Please render the records as a Markdown table with the columns "Number" and "Text", starting with the line that contains "find the green" and going on through the end of the records. Number each line and leave out blank lines.
--- Begin GIVEN RECORDS ---
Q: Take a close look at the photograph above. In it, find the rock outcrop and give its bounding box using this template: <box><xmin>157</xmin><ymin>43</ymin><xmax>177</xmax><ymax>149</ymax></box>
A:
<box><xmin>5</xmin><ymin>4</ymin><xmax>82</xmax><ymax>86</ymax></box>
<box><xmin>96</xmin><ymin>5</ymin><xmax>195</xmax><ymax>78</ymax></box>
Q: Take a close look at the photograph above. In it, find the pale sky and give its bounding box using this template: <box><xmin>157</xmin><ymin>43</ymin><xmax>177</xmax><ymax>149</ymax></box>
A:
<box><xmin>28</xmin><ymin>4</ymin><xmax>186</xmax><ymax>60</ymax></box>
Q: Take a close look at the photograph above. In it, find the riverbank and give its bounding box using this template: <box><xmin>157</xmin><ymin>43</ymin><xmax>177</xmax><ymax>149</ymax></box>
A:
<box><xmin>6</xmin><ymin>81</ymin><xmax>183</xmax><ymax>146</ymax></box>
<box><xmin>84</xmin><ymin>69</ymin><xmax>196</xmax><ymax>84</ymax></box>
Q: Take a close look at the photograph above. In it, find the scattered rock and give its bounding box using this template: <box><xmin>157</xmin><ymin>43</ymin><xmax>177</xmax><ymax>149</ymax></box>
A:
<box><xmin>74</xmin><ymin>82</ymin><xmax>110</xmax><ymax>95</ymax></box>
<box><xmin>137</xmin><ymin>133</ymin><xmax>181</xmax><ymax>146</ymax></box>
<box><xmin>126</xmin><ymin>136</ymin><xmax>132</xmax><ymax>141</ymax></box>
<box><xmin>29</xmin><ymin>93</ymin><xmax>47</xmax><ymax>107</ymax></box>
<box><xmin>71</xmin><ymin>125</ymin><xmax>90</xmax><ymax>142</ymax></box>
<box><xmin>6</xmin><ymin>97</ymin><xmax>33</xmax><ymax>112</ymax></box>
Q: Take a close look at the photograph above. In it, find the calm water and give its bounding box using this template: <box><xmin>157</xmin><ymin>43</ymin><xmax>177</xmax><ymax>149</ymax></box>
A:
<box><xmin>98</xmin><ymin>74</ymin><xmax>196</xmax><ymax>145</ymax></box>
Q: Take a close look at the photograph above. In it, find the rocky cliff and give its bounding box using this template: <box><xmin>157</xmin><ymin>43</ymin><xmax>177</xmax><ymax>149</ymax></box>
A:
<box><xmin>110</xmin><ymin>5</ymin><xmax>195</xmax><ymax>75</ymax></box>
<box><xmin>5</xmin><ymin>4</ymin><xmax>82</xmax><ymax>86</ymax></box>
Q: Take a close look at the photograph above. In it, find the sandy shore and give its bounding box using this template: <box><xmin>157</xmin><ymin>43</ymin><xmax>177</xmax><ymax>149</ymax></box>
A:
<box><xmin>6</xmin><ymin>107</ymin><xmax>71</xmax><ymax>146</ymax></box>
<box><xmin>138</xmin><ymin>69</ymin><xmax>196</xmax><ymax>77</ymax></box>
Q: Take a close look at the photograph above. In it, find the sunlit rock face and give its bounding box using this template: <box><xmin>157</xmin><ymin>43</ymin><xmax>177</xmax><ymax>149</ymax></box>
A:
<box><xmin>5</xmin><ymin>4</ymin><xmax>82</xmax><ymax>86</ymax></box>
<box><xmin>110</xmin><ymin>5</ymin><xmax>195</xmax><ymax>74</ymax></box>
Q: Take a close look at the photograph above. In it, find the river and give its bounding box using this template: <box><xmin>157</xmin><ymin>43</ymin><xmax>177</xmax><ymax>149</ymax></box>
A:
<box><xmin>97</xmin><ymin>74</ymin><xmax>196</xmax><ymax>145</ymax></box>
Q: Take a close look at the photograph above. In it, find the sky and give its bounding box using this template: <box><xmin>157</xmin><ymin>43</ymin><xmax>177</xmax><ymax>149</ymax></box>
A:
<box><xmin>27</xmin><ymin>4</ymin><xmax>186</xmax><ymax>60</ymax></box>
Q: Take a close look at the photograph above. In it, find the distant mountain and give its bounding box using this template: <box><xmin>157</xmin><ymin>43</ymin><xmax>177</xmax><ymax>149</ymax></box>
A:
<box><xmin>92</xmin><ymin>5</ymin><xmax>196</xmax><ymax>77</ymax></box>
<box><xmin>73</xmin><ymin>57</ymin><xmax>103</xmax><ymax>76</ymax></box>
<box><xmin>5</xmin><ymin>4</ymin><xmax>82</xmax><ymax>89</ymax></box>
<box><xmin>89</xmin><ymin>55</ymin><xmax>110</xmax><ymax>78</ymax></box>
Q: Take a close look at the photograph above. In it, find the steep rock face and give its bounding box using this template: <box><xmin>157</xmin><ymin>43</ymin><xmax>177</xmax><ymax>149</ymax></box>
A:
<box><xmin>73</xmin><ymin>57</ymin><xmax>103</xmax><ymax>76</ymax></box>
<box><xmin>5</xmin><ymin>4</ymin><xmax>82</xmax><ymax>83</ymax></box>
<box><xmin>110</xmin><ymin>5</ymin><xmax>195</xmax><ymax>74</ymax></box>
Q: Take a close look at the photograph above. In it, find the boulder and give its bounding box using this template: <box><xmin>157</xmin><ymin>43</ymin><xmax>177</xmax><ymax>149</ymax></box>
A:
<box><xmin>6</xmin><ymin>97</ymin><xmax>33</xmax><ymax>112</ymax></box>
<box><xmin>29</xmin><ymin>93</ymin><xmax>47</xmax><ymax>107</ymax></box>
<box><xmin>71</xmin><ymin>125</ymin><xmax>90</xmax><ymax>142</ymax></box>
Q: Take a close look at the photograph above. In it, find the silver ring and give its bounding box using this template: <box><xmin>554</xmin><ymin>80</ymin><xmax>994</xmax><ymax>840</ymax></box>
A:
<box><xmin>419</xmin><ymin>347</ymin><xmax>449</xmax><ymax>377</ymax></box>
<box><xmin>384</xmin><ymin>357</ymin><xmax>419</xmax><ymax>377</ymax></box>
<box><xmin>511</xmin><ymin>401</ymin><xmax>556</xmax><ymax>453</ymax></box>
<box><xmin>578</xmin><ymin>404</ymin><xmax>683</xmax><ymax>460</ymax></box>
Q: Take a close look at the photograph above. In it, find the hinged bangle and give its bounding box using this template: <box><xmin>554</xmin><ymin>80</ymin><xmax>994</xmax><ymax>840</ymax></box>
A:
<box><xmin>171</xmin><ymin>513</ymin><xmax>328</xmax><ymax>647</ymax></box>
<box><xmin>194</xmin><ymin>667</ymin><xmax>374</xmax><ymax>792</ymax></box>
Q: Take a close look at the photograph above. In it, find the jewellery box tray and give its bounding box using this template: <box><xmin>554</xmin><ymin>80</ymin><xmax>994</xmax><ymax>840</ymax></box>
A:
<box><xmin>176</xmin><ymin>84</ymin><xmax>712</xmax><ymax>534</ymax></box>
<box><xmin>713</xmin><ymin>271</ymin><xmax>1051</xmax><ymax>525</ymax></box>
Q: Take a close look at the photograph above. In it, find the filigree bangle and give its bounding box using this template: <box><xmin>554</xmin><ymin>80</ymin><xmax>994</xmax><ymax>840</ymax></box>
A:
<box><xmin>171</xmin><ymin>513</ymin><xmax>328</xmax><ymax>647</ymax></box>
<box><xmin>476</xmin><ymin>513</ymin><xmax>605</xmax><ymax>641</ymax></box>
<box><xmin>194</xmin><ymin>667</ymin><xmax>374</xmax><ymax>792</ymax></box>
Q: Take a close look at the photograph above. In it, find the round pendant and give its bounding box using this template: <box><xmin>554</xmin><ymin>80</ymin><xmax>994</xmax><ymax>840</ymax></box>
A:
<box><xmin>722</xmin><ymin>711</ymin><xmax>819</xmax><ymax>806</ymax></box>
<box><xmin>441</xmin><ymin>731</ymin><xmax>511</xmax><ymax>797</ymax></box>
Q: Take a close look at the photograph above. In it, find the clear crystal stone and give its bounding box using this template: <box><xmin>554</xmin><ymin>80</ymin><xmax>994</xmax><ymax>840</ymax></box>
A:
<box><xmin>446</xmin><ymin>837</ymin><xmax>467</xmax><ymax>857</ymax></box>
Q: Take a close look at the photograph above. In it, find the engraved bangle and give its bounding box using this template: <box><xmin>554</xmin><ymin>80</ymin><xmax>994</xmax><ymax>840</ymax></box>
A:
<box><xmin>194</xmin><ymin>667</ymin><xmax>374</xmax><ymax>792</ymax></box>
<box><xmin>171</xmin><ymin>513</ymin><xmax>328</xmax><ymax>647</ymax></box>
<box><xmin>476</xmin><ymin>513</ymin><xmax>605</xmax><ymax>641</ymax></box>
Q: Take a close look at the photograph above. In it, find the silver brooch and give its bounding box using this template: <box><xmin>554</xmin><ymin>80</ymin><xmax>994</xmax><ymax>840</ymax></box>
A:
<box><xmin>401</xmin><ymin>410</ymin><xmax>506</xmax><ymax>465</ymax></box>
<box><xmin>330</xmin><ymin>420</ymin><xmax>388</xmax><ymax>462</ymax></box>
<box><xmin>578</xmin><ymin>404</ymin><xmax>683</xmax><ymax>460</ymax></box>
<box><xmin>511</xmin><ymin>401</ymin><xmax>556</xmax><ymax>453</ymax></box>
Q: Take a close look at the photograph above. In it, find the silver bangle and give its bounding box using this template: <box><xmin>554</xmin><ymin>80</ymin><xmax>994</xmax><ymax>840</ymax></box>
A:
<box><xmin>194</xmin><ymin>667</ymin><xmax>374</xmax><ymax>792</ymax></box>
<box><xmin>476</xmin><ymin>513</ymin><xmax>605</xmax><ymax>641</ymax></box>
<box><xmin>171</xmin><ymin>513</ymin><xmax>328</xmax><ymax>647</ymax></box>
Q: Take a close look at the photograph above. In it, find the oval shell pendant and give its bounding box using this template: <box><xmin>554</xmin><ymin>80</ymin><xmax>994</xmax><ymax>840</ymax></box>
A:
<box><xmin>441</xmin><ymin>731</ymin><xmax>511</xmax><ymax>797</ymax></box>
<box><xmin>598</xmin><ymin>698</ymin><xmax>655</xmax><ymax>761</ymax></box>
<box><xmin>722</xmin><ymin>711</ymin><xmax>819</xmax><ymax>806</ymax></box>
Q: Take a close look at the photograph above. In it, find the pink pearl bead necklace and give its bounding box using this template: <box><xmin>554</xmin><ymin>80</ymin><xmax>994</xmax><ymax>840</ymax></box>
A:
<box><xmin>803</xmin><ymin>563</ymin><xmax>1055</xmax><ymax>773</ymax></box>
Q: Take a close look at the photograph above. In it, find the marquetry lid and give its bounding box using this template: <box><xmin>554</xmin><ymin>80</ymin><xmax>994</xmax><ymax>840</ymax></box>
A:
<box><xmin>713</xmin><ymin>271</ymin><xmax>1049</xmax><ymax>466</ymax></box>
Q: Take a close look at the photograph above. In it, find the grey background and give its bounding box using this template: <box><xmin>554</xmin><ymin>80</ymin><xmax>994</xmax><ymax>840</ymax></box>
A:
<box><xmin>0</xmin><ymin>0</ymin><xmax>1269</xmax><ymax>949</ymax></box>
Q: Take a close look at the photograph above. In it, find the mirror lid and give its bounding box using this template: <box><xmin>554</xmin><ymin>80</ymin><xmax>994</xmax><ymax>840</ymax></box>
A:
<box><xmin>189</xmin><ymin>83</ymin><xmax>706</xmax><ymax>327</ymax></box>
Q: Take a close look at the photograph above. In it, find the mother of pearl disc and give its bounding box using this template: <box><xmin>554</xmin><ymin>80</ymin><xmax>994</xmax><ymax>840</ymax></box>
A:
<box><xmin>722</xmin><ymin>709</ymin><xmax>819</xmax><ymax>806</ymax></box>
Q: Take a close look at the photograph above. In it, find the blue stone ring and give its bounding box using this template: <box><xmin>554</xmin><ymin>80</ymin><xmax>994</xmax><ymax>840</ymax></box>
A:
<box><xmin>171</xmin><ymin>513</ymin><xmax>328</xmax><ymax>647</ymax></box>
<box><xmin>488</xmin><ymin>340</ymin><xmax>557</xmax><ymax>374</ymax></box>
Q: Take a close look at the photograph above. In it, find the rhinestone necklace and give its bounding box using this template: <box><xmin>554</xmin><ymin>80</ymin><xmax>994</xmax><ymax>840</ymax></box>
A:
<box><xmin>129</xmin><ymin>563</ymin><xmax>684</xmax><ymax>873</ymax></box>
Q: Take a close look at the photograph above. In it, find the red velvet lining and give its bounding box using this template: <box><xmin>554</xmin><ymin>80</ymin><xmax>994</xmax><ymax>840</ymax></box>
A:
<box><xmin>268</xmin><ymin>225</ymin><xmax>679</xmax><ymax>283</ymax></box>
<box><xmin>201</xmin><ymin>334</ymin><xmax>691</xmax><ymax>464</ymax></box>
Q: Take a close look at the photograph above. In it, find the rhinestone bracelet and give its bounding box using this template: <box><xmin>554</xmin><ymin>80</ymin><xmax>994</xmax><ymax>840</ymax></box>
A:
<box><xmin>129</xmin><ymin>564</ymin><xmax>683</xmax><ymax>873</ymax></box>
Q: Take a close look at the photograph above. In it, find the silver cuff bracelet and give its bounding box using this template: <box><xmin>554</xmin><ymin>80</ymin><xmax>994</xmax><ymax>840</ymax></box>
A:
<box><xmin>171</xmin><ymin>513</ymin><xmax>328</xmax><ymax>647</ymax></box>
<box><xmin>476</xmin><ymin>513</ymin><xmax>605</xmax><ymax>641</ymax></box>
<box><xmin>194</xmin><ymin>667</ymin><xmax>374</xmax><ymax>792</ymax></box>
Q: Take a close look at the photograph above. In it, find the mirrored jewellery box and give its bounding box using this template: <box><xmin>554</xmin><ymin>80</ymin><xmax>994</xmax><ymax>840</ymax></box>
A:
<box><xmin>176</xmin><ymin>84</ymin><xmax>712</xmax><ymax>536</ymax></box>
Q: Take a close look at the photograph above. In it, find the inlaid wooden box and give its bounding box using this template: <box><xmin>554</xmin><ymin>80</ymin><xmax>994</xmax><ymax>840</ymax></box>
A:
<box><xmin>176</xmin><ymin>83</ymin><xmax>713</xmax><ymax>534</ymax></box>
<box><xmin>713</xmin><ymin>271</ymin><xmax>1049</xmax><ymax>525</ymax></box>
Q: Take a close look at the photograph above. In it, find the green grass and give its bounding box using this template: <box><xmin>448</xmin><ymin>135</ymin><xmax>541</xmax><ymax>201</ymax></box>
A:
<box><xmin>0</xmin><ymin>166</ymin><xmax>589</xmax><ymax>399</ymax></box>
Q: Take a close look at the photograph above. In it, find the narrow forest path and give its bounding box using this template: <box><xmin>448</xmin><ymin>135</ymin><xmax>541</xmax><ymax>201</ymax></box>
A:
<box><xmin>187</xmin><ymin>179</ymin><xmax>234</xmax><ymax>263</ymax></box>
--- End GIVEN RECORDS ---
**IN RESPONSE**
| Number | Text |
|---|---|
| 1 | Q: Take a close look at the photograph above. In it, find the green grass and give its bounding box using this template: <box><xmin>448</xmin><ymin>135</ymin><xmax>541</xmax><ymax>201</ymax></box> |
| 2 | A: |
| 3 | <box><xmin>0</xmin><ymin>166</ymin><xmax>589</xmax><ymax>399</ymax></box> |
| 4 | Q: Take a close look at the photograph above. In it, find the narrow forest path and give its bounding box using this template: <box><xmin>448</xmin><ymin>135</ymin><xmax>541</xmax><ymax>201</ymax></box> |
| 5 | A: |
| 6 | <box><xmin>187</xmin><ymin>179</ymin><xmax>234</xmax><ymax>263</ymax></box> |